____ Teks Bacaan

Liputan6.com, Jakarta Dalam perkembangan ekonomi global yang dinamis, BRICS telah menjadi kekuatan yang tidak bisa dipandang sebelah mata. Sebagai blok ekonomi yang beranggotakan negara-negara berkembang terkemuka, BRICS telah membuktikan dirinya sebagai alternatif yang kuat terhadap dominasi ekonomi Barat. Dengan bergabungnya beberapa negara baru, termasuk Indonesia yang baru saja resmi menjadi anggota pada awal 2025, BRICS semakin menunjukkan pengaruhnya dalam tatanan ekonomi global.
Keberadaan BRICS sebagai aliansi ekonomi strategis semakin diperhitungkan seiring dengan meningkatnya kontribusi blok ini terhadap perekonomian dunia. Dana Moneter Internasional (IMF) mencatat bahwa BRICS menyumbang 37,3 persen terhadap Produk Domestik Bruto global pada 2024, melampaui kontribusi G7 yang hanya mencapai 30 persen. Pencapaian ini membuktikan bahwa BRICS telah berhasil mengubah lanskap ekonomi global dan menjadi kekuatan penyeimbang bagi dominasi negara-negara maju.

________
____ Masukan Latihan

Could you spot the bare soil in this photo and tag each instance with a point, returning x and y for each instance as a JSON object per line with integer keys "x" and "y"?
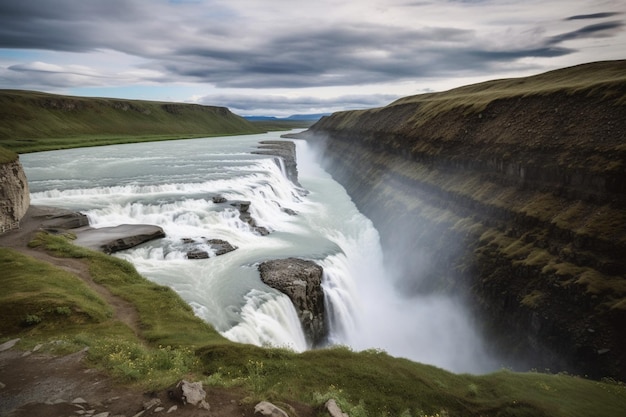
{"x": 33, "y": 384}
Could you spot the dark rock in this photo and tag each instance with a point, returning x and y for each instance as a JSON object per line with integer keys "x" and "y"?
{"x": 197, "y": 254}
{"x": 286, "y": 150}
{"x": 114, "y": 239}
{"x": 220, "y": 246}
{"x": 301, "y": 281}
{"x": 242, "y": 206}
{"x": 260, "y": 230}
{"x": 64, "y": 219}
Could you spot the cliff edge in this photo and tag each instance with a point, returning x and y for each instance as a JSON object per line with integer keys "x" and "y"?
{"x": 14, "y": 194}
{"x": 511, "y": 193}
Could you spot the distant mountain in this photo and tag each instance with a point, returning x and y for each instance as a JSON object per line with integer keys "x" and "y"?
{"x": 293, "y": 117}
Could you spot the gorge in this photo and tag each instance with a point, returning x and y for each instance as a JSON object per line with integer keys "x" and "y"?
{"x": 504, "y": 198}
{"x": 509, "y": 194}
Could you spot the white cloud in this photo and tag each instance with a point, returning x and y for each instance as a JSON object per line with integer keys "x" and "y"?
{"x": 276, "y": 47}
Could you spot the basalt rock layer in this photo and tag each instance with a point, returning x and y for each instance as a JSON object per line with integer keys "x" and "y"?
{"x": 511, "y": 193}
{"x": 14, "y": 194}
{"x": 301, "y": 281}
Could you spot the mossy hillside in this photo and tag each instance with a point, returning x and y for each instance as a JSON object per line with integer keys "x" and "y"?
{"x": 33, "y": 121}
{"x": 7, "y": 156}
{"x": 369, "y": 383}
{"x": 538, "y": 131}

________

Daftar Tugas:
1) Menurut teks bacaan tentang BRICS, berapa persen sumbangan BRICS terhadap Produk Domestik Bruto global pada 2024 menurut catatan IMF?
2) Tulis ulang baris-baris catatan dari baris yang memuat "Could you spot the cliff" sampai akhir catatan, keduanya termasuk, dengan mengganti "tag" menjadi "mark" dan membiarkan bagian lain tetap sama.

Kumpulan Jawaban:
1) 37,3 persen.

2)
Could you spot the cliff edge in this photo and mark each instance with a point, returning x and y for each instance as a JSON object per line with integer keys "x" and "y"?
{"x": 14, "y": 194}
{"x": 511, "y": 193}
Could you spot the distant mountain in this photo and mark each instance with a point, returning x and y for each instance as a JSON object per line with integer keys "x" and "y"?
{"x": 293, "y": 117}
Could you spot the gorge in this photo and mark each instance with a point, returning x and y for each instance as a JSON object per line with integer keys "x" and "y"?
{"x": 504, "y": 198}
{"x": 509, "y": 194}
Could you spot the white cloud in this photo and mark each instance with a point, returning x and y for each instance as a JSON object per line with integer keys "x" and "y"?
{"x": 276, "y": 47}
Could you spot the basalt rock layer in this photo and mark each instance with a point, returning x and y for each instance as a JSON object per line with integer keys "x" and "y"?
{"x": 511, "y": 193}
{"x": 14, "y": 194}
{"x": 301, "y": 281}
Could you spot the mossy hillside in this photo and mark each instance with a point, returning x and y for each instance as a JSON object per line with integer keys "x" and "y"?
{"x": 33, "y": 121}
{"x": 7, "y": 156}
{"x": 369, "y": 383}
{"x": 538, "y": 131}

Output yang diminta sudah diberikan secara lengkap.